Exercise directions »
Convert the rows between the line containing "Mark every instance of the pine" and the end of the rows, inclusive, into a JSON list of strings with one string per line and blank lines omitted.
-.-.-
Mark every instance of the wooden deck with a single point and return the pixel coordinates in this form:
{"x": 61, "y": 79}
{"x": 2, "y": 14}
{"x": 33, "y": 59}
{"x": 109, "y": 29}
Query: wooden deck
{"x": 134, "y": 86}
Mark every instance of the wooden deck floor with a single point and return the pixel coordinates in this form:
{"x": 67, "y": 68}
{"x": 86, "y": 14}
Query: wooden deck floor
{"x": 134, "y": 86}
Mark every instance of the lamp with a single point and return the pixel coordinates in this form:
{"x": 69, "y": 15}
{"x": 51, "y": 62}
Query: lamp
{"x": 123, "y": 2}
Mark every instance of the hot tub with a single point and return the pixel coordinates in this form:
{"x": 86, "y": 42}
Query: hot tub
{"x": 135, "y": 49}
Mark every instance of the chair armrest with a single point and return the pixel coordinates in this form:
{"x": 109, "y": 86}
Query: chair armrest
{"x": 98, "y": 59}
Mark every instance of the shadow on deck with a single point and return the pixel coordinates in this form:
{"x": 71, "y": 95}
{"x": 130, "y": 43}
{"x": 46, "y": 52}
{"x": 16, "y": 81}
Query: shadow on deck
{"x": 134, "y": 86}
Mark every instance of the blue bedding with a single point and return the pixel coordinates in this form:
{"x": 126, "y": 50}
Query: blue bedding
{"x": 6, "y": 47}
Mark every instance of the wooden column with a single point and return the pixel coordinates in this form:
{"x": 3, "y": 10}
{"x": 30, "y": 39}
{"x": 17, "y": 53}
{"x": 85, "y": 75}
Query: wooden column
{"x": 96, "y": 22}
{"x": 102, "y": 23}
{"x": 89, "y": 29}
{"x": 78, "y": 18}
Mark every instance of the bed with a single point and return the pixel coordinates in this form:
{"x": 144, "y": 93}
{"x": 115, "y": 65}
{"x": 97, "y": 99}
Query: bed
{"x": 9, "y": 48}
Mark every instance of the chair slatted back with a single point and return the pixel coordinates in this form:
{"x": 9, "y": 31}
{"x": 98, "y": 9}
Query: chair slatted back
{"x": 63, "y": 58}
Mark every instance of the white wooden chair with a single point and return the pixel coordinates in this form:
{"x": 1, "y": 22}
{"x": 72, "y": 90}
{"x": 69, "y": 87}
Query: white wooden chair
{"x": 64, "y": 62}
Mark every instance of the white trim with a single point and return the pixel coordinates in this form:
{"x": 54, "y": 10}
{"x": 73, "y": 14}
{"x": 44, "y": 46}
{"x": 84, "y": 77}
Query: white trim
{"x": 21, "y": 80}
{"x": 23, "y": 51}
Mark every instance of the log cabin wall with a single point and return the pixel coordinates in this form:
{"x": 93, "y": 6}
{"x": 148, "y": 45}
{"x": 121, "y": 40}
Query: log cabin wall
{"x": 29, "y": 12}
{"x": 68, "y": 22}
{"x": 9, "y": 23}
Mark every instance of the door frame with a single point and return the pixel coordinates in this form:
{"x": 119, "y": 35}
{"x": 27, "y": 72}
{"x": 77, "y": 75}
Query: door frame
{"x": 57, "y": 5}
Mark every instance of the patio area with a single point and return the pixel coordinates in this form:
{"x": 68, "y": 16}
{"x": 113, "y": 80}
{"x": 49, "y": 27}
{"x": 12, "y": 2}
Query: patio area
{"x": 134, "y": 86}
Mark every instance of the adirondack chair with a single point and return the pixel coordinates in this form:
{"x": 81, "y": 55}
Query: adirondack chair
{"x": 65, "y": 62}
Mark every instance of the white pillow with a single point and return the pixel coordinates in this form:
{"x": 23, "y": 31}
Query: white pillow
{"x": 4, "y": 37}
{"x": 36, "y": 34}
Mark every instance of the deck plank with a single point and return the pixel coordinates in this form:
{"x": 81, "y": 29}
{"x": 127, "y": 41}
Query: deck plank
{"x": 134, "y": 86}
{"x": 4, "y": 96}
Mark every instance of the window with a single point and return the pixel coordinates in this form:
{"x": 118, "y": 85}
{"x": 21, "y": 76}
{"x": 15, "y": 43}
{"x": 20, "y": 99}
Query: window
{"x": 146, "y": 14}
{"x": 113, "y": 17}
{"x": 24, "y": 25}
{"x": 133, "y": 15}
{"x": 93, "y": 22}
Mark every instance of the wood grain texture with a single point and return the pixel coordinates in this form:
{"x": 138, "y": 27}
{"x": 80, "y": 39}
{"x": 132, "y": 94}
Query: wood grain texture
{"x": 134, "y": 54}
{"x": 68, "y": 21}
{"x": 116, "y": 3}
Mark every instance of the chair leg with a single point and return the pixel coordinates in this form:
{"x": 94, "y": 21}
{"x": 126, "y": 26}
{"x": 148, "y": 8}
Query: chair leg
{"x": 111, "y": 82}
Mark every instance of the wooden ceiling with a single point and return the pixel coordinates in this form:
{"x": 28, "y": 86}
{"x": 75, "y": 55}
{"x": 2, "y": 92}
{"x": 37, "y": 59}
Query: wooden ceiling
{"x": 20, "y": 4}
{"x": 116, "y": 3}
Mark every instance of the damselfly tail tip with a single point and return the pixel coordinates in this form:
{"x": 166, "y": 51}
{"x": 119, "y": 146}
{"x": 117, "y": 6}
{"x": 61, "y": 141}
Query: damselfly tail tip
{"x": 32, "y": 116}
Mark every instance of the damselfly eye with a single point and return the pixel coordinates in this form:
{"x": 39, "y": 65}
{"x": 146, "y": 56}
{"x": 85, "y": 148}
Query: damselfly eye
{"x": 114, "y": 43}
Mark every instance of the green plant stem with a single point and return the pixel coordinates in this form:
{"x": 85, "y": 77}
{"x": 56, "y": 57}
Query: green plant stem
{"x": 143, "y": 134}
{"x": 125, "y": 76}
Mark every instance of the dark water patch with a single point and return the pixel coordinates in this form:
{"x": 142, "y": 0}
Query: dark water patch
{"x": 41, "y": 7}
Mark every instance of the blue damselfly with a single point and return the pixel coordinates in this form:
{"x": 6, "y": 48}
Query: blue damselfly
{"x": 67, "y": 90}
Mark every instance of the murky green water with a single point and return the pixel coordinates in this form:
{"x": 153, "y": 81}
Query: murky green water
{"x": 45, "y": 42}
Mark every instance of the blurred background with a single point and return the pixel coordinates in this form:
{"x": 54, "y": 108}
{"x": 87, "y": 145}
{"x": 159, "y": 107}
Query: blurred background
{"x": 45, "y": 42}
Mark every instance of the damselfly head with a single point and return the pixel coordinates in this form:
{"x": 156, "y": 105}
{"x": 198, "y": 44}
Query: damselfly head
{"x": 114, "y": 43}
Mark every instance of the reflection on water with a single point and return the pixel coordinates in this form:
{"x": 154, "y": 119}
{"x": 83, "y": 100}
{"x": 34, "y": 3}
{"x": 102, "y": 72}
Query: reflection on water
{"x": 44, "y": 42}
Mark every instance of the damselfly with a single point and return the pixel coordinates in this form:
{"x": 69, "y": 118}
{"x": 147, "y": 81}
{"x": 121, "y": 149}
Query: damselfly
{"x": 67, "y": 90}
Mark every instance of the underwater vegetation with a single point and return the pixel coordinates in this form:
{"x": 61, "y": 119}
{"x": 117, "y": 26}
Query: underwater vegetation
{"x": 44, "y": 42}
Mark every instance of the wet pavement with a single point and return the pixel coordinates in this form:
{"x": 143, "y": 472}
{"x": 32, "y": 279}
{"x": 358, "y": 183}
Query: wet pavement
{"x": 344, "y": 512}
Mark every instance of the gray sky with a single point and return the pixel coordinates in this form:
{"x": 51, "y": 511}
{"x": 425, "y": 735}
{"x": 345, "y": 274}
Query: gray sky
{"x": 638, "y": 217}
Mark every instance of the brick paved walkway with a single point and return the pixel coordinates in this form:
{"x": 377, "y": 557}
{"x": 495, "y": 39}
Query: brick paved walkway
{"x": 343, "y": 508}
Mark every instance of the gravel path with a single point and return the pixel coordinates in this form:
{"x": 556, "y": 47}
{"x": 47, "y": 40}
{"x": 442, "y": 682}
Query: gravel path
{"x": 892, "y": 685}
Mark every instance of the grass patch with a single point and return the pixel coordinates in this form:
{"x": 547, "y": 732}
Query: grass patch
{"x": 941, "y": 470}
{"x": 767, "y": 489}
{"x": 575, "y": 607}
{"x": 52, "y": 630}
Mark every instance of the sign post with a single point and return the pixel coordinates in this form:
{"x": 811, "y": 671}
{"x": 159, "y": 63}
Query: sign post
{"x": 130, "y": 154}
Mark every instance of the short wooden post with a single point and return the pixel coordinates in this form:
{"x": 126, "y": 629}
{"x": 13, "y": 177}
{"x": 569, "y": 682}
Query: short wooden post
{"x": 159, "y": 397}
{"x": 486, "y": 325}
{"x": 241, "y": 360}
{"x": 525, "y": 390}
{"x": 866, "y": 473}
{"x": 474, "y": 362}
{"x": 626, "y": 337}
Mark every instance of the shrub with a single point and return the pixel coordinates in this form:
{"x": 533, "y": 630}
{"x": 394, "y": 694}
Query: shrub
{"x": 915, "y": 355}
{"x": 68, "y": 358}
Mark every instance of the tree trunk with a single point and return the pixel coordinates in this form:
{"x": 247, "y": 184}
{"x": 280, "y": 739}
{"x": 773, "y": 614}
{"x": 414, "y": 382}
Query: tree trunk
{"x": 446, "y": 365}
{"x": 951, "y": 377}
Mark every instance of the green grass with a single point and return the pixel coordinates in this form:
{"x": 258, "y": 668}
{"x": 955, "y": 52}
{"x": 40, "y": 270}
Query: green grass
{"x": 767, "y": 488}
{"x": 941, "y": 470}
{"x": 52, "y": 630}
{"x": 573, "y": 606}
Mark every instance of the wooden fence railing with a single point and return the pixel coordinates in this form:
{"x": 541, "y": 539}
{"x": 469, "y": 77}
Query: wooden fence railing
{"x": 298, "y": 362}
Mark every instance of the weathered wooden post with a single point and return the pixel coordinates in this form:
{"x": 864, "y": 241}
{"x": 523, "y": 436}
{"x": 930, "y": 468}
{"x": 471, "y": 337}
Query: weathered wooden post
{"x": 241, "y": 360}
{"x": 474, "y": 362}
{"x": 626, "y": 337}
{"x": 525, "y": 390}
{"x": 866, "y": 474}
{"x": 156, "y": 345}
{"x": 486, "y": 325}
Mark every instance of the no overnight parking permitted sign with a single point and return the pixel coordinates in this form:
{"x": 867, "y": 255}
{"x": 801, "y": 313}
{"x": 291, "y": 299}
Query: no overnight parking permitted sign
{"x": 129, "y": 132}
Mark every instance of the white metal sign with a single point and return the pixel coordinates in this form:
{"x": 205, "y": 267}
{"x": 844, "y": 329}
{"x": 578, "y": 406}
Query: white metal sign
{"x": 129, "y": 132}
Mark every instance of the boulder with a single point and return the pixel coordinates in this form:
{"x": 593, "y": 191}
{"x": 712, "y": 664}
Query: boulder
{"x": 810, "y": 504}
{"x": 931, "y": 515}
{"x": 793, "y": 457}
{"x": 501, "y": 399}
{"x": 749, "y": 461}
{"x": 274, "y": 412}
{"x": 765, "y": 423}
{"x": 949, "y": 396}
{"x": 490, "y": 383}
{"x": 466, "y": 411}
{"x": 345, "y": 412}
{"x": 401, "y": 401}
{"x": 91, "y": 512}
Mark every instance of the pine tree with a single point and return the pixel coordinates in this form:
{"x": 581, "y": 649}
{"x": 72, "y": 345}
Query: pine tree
-.-.-
Correct result »
[
  "Mark every instance of the pine tree with a single point and return the pixel coordinates in this form:",
  "{\"x\": 581, \"y\": 649}",
  "{\"x\": 72, \"y\": 345}",
  "Query: pine tree"
]